▸ **Material provided**:
========

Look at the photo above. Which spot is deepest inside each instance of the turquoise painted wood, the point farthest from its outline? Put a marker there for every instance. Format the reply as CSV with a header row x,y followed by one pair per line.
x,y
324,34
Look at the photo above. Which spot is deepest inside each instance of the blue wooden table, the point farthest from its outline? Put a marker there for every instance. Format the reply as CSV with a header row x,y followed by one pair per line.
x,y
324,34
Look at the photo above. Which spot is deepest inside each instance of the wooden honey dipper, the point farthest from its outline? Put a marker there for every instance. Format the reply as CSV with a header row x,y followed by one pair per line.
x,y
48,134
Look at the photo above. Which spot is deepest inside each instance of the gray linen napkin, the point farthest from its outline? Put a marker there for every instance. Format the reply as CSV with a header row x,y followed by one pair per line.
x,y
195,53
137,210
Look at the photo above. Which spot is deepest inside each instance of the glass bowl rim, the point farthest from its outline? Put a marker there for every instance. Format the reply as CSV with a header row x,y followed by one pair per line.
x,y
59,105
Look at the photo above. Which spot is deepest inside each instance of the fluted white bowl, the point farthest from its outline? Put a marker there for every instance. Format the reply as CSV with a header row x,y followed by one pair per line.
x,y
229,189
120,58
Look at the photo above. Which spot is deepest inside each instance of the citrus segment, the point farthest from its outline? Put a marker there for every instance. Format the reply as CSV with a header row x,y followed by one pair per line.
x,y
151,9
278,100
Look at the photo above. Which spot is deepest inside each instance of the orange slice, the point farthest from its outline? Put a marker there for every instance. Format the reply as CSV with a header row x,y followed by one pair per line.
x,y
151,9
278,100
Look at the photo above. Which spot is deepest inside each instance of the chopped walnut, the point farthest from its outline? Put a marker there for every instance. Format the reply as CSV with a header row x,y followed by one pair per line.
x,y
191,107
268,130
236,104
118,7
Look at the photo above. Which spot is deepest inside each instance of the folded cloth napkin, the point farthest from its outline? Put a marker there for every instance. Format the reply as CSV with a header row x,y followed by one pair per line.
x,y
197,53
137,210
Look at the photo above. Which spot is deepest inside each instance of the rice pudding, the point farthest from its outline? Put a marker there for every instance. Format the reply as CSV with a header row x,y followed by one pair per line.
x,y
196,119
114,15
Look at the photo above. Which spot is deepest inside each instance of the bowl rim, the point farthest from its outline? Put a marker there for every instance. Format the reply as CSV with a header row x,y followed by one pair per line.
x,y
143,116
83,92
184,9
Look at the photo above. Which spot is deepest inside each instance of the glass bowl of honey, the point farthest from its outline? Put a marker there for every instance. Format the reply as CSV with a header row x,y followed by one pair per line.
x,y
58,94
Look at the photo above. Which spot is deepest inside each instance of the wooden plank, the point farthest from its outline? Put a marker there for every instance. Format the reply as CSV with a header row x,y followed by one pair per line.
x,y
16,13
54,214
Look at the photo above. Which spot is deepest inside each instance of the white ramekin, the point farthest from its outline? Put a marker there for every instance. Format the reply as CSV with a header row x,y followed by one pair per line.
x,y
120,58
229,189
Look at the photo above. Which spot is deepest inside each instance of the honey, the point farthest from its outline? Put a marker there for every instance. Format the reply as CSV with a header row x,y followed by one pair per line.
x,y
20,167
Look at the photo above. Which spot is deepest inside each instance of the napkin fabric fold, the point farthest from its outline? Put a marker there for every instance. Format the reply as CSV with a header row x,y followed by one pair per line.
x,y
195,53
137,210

========

▸ **What the task asks**: Write the material above out in full, exactly as it reads.

▸ **Result**:
Look at the photo above. Which spot is deepest inside each instance of the turquoise painted wood, the point farthest from its outline? Put a marker there for every instance. Format the reply as CSV with a header row x,y followed by one pair per line.
x,y
324,34
Look at the photo above. Which spot is deepest inside each instance of the blue wooden table, the point farthest from its outline? Put a marker there for every instance. Format the reply as CSV with a header row x,y followed by one pair per line.
x,y
324,34
Look at the photo above. Which spot is deepest inside each instance of the wooden honey dipper, the point farthest from its outline? Put a marker there for every instance. Format the reply as CSV with a header row x,y followed by one pair per line.
x,y
48,134
Look at the photo above. Which spot is deepest inside each instance of the gray linen napkin, the point farthest from its outline? Put a marker there for every instance. Format the reply as CSV with a header row x,y followed by one pair per line.
x,y
195,53
137,210
Look at the photo above. Which spot is deepest inside each instance of the glass bowl rim, the point farthest from its outline? Put a marker there for every instance. Format the reply as CSV with a header row x,y followed by one pair per line.
x,y
59,105
Look at the photo above. Which spot is deepest inside each instance of the fluted white bowl, the point farthest from its outline? Put a marker there for every instance. Format the reply as CSV with a header row x,y followed by one pair per line.
x,y
229,189
120,58
Look at the photo above. Which spot is deepest inside each instance of the citrus segment, the point farthest from its outline? Put a marker there for every instance. Format the reply as CSV with a header row x,y followed by one pair per line.
x,y
151,9
278,100
Look at the photo above. Which spot is deepest inside each instance of the orange slice, the point farthest from its outline? Put a marker there for every instance. Format the reply as CSV with a header row x,y followed by one pair per line.
x,y
151,9
278,100
Look at the photo above. Which spot is deepest inside each instance of the chopped walnut, the point farthest from its outline? Put a marker there for every instance. Format the reply as CSV with a header row x,y followed by one pair per line.
x,y
191,107
268,130
236,104
118,7
Look at the photo above. Which spot is deepest inside each instance of the folded cloth napkin, the point farthest from its outline? Put a marker there for every instance. Format the reply as CSV with a header row x,y followed by one pair per line.
x,y
197,53
137,210
Look at the photo above. Which spot is deepest inside each instance of the rice pudding, the point farthest from its outline? Put a marker there for every instance. Format the reply as CSV with a header row x,y followed by one pair per line.
x,y
196,119
114,15
Look at the photo above. Which spot is deepest inside each instance of the bowl rim, the point farthest from its outline? Put a marker there for every instance. Format the reply as CSV with a header row x,y followed by one pair per line.
x,y
143,116
83,92
184,9
Look at the photo above. Which spot is deepest inside each instance of the glass bowl of honey, the point farthest from its outline? Put a marker there for every instance. Format the reply as CSV with a header row x,y followed by one pair per line.
x,y
58,94
Look at the photo above. Which spot is deepest inside each instance of the wooden plank, the point farthest from its outline? Put a marker there for every instance. Format the reply as CSV with a header row x,y followed by one pair per line.
x,y
16,13
54,214
Look at the photo above. Which spot is deepest inside each instance of the white ramekin, the point farthest from its outline? Put a marker there for every instance. Format the reply as CSV with a header row x,y followed by one pair per line.
x,y
120,58
229,189
Look at the photo above. Which spot is deepest inside each instance of the honey, the point farthest from its outline? Put a marker there for every instance. Format the reply as CSV with a header row x,y followed by one pair per line.
x,y
20,167
Look at the photo above. Which spot is deepest inside each instance of the napkin fabric fold, the point farthest from its outline? Put a marker there for every instance. Format the reply as CSV with a header row x,y followed by one pair per line.
x,y
195,53
137,210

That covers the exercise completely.